■ WHAT YOU ARE ASKED TO DO: Go through the entries below and count the lines where the word "point" appears; give only the count.

■ EXTRACTED DATA:
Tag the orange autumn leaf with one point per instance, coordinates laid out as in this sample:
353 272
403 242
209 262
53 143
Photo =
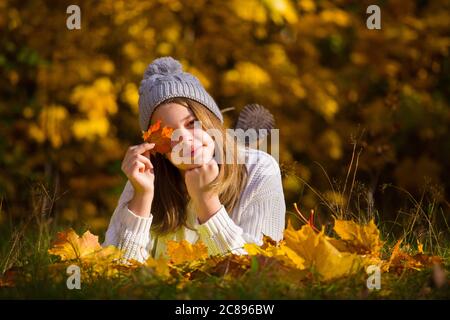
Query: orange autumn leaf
69 245
184 251
357 238
161 137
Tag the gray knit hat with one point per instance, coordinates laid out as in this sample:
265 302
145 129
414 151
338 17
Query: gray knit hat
163 79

■ YOUR SOLUTION: 2